++++ Supplied passage ++++

Single Cluster Installation

For single-cluster deployments, you can skip the worker cluster registration step. The controller and worker components are installed in the same cluster.

To install EGS in a single-cluster setup, follow these steps:

  1. Navigate to the cloned egs-installation repository and locate the input configuration file named egs-installer-config.yaml.

  2. Edit the egs-installer-config.yaml with basic configuration parameters:

    # Kubernetes Configuration (Mandatory)
    global_kubeconfig: "" # Relative path to global kubeconfig file from base_path default is script directory (MANDATORY)
    global_kubecontext: "" # Global kubecontext (MANDATORY)
    use_global_context: true # If true, use the global kubecontext for all operations by default

    # Installation Flags (Mandatory)
    enable_install_controller: true # Enable the installation of the Kubeslice controller
    enable_install_ui: true # Enable the installation of the Kubeslice UI
    enable_install_worker: true # Enable the installation of Kubeslice workers
    enable_install_additional_apps: true # Set to true to enable additional apps installation
    enable_custom_apps: true # Set to true if you want to allow custom applications to be deployed
    run_commands: false # Set to true to allow the execution of commands for configuring NVIDIA MIG
  3. Run the EGS installation script to deploy EGS components in the single cluster:

    ./egs-installer.sh --input-yaml egs-installer-config.yaml

Multi-Cluster Installation

To install EGS in a multi-cluster setup, follow these steps:

  1. Navigate to the cloned egs-installation repository and locate the input configuration file named egs-installer-config.yaml.

  2. Edit the egs-installer-config.yaml file with the global kubeconfig and kubecontext parameters:

    global_kubeconfig: ""  # Relative path to global kubeconfig file from base_path default is script directory (MANDATORY)
    global_kubecontext: "" # Global kubecontext (MANDATORY)
    use_global_context: true # If true, use the global kubecontext for all operations by default
  3. (AirGap installation only) If you are performing an AirGap installation, update the image_pull_secrets section in the config file with appropriate registry credentials or secret references. You can skip this step if you are not performing AirGap installation.

    # From the email received after registration with Avesha 
    IMAGE_REPOSITORY="https://index.docker.io/v1/"
    USERNAME="xxx"
    PASSWORD="xxx"
  4. (Optional) These settings are required only if you are not using local Helm charts and instead pulling them from a remote Helm repository.

    1. Set use_local_charts to false

      use_local_charts: false
    2. Set the global Helm repository URL

      global_helm_repo_url: "https://smartscaler.nexus.aveshalabs.io/repository/kubeslice-egs-helm-ent-prod"

++++

=== Tasks ===
1. From the EGS installation guide, list every parameter under the heading "# Installation Flags (Mandatory)" together with the value it is set to.
2. Please answer these questions using the EGS installation guide:
(a) Which step can single-cluster deployments skip?
(b) What command deploys EGS components in the single cluster?
(c) In the multi-cluster steps, what value should use_local_charts take when the Helm charts are pulled from a remote repository?

++++ Given information ++++

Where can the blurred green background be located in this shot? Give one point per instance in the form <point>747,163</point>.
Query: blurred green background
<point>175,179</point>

++++

=== Solutions by task ===
1.
- enable_install_controller: true
- enable_install_ui: true
- enable_install_worker: true
- enable_install_additional_apps: true
- enable_custom_apps: true
- run_commands: false

2.
(a) The worker cluster registration step.
(b) ./egs-installer.sh --input-yaml egs-installer-config.yaml
(c) false